TEXT BLOCK -

★ ★ ★

WCPZ (102.7 FM) - branded Mix 102.7 - is a commercial hot adult contemporary radio station licensed to Sandusky, Ohio, serving Ohio's Vacationland region (Sandusky, Port Clinton, and the Lake Erie Islands).

The station is owned by BAS Broadcasting based in nearby Fremont, Ohio, and in addition to a standard analog transmission, the station is available online.

==History==
The station began as WLEC-FM on August 15, 1959 and was the FM sister to AM station WLEC and was owned by the Cleveland Broadcasting Company. Owned by former Cleveland Mayor Ray T. Miller's Cleveland Broadcasting Incorporated; which also owned 1300 WERE now WJMO and 98.5 WERE now WNCX in Cleveland along with 1330 KFAC now KWKW and 92.3 KFAC now KRRL in Los Angeles. After Ray T. Miller's death in 1966, Cleveland Broadcasting Incorporated was acquired by Atlantic States Industries (ASI) for a combined $9 million in May 1968. Due to ASI already owning five AM stations and one FM station, and because of an interim policy/proposed rule by the Federal Communications Commission (FCC) that prohibited the purchase of an AM and FM station in the same market—the "one-to-a-customer" policy—the FCC ordered the divestiture of WERE-FM, along with WLEC and WLEC-FM, to a third party. While General Cinema Corporation purchased WERE-FM after a prior divestiture attempt failed, WLEC and WLEC-FM were initially sold to RadiOhio that December, but that sale was also dismissed. Both WLEC and WLEC-FM were ultimately retained by the sellers and spun off to a limited partnership, Lake Erie Broadcasting. Cleveland Broadcasting president Richard H. Miller became WLEC's general manager, then purchased both stations outright in August 1971, under the Miller Broadcasting name.

★ ★ ★

EXERCISE DATA -
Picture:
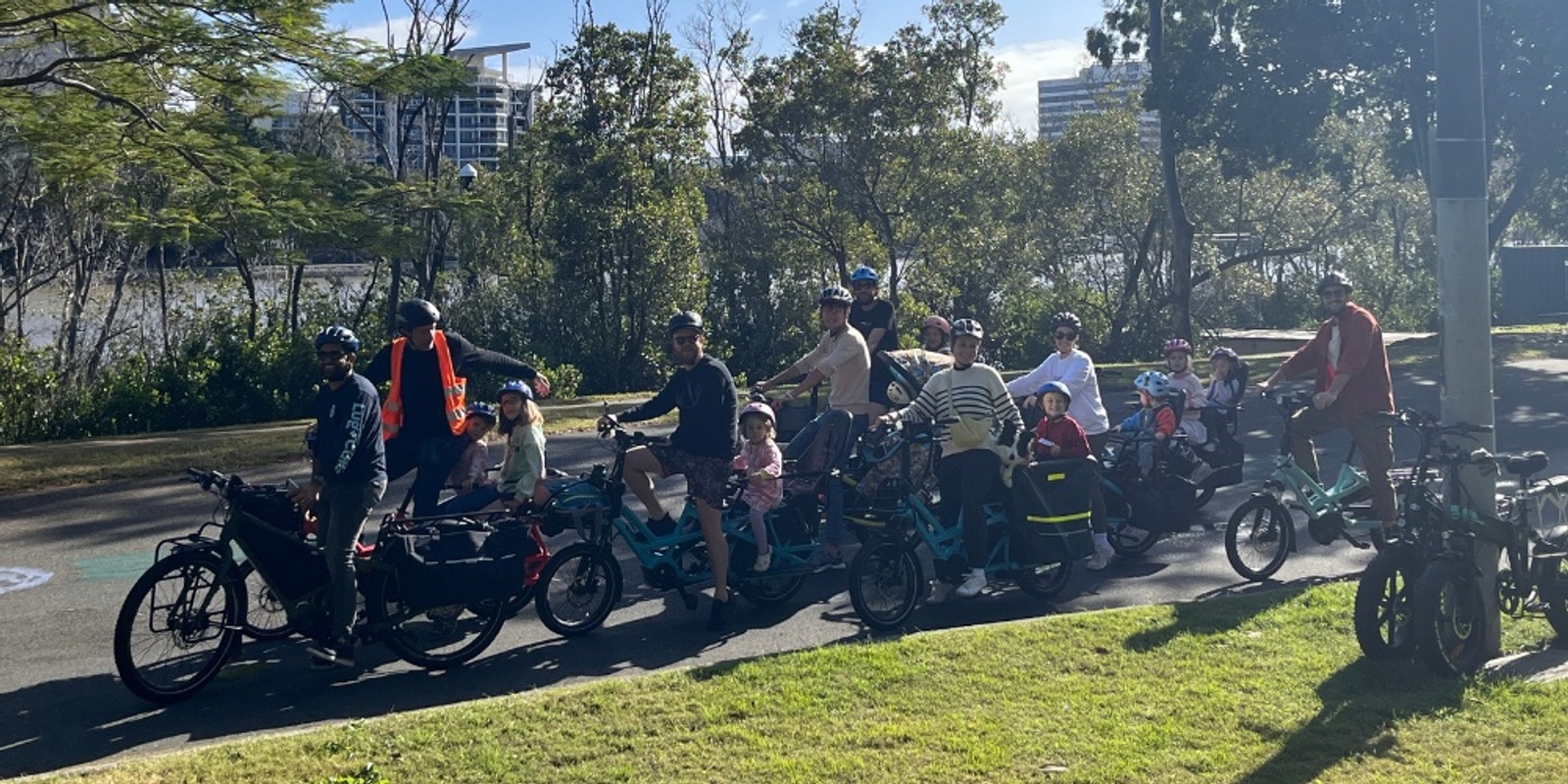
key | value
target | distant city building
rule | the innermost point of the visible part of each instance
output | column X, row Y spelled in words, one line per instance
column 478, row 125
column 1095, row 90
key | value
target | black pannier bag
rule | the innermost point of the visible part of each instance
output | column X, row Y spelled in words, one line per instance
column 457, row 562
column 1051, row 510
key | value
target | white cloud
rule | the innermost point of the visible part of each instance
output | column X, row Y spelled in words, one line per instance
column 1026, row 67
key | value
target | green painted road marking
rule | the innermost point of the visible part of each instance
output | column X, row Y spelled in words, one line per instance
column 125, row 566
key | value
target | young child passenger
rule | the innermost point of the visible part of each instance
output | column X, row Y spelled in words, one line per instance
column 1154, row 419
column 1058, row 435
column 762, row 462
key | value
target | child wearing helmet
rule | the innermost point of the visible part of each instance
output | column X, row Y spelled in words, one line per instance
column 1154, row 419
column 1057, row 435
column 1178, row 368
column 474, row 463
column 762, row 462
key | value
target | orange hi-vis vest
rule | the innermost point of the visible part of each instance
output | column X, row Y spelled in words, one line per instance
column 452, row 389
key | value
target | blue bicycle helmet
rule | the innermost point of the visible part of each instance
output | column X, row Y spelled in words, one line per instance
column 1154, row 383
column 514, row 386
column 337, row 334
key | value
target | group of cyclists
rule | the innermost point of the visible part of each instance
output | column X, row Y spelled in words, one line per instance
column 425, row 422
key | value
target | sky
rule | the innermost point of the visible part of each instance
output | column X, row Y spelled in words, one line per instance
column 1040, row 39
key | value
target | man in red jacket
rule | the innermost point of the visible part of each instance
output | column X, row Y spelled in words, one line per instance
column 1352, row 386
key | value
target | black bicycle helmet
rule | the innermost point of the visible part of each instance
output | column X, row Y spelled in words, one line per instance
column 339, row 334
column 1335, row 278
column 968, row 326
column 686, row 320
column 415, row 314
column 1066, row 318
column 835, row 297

★ ★ ★

ASSIGNED TASK - Please reproduce the WCPZ passage word for word, from "WCPZ (102.7 FM)" up to and including "Lake Erie Islands).". The listing is separate material and has no connection to the WCPZ passage.

RESPONSE FOR THIS EXERCISE -
WCPZ (102.7 FM) - branded Mix 102.7 - is a commercial hot adult contemporary radio station licensed to Sandusky, Ohio, serving Ohio's Vacationland region (Sandusky, Port Clinton, and the Lake Erie Islands).